### Problems to work on
[A] Transcribe the passage of the article on stress and prediabetes in obesity between "The pathway from" and "of aerobic fitness.", inclusive.
[B] In the article on stress and prediabetes in obesity, which test was used to define the prediabetes phenotypes?
[C] Resume the article on stress and prediabetes in obesity, picking up right after its final sentence.

### Supplied text
%%

Stress, Appetite, and the Hidden Complexity of Prediabetes in Obesity
Published On: 04 Mar, 2026 3:03 PM | Updated On: 02 Mar, 2026 3:44 PM

Stress, Appetite, and the Hidden Complexity of Prediabetes in Obesity

Dr. Nitin Kapoor, Professor and Head (Unit 1), Dept. of Endocrinology, Diabetes and Metabolism, Christian Medical College, Vellore (TN) India. 

The pathway from obesity to diabetes is rarely straightforward. New findings suggest that chronic stress—measured as allostatic load—may quietly shape how prediabetes evolves, particularly in people carrying excess weight.

In a cross-sectional study of adults with obesity, researchers compared prediabetes phenotypes defined by a 75-g oral glucose tolerance test: impaired fasting glucose (IFG), impaired glucose tolerance (IGT), and the combined IFG + IGT phenotype. What emerged was striking. Individuals with both IFG and IGT showed significantly higher allostatic load, greater body weight, and greater insulin resistance than those with either abnormality alone, independent of aerobic fitness.

%%

### Stored items

%%

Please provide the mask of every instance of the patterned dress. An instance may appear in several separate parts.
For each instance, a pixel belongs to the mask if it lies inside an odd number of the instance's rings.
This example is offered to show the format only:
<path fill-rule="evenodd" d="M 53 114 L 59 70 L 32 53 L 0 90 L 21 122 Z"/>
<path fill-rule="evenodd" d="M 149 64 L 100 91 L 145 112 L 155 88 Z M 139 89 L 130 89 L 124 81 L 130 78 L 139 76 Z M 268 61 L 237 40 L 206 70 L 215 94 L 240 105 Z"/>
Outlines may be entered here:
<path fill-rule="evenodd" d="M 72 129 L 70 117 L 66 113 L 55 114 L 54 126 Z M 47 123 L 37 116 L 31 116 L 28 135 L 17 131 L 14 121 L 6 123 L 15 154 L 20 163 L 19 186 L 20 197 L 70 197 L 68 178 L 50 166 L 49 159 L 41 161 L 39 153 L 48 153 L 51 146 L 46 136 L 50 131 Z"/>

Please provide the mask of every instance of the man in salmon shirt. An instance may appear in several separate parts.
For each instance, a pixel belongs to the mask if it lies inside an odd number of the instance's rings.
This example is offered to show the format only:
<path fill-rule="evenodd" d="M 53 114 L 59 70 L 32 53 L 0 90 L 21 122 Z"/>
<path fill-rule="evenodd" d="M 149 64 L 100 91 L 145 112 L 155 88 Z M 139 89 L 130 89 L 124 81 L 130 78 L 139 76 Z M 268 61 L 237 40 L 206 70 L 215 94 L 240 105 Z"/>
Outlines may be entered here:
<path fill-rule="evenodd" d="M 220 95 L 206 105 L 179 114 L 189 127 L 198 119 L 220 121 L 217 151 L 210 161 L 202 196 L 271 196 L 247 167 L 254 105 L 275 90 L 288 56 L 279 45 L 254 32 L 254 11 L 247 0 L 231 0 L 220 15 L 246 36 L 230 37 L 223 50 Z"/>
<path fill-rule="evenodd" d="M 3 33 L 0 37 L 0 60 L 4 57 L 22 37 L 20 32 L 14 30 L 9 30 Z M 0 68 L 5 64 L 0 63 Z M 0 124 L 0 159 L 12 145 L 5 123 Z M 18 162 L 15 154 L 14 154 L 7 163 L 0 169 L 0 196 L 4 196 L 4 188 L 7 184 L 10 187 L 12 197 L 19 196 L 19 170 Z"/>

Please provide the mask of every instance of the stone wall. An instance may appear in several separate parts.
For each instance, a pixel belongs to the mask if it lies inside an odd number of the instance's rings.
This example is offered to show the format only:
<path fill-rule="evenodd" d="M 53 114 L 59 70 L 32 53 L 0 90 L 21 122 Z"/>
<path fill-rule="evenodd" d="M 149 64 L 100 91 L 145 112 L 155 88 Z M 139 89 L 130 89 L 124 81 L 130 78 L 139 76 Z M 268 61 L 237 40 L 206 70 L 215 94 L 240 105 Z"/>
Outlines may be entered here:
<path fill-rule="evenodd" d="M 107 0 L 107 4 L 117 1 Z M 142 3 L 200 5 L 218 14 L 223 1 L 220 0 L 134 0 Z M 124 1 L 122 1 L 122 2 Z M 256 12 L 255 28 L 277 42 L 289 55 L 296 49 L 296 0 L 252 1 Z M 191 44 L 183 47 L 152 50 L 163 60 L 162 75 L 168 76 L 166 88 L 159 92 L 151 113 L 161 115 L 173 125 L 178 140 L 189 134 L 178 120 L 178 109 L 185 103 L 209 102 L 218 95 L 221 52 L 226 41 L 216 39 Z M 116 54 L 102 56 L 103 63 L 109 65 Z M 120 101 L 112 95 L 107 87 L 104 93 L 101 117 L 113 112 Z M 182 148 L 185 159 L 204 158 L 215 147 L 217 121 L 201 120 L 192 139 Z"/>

%%

### Responses per task
[A]
The pathway from obesity to diabetes is rarely straightforward. New findings suggest that chronic stress—measured as allostatic load—may quietly shape how prediabetes evolves, particularly in people carrying excess weight.

In a cross-sectional study of adults with obesity, researchers compared prediabetes phenotypes defined by a 75-g oral glucose tolerance test: impaired fasting glucose (IFG), impaired glucose tolerance (IGT), and the combined IFG + IGT phenotype. What emerged was striking. Individuals with both IFG and IGT showed significantly higher allostatic load, greater body weight, and greater insulin resistance than those with either abnormality alone, independent of aerobic fitness.

[B] A 75-g oral glucose tolerance test.

[C]
Hormonal patterns also differed. The IFG + IGT group had lower fasting ghrelin levels, a key appetite hormone, while PYY levels were similar across groups. Self-reported hunger and fullness did not vary, yet there was a tendency toward greater preference for fatty foods in the combined phenotype.

These findings add nuance to the prediabetes pathway in obesity. Chronic physiological stress appears linked to altered appetite signaling and metabolic strain, especially in those with combined glucose abnormalities. Prediabetes is not a single state—it is a spectrum. Recognizing how stress biology intersects with appetite and insulin resistance may help clinicians intervene earlier, before the pathway progresses to overt diabetes.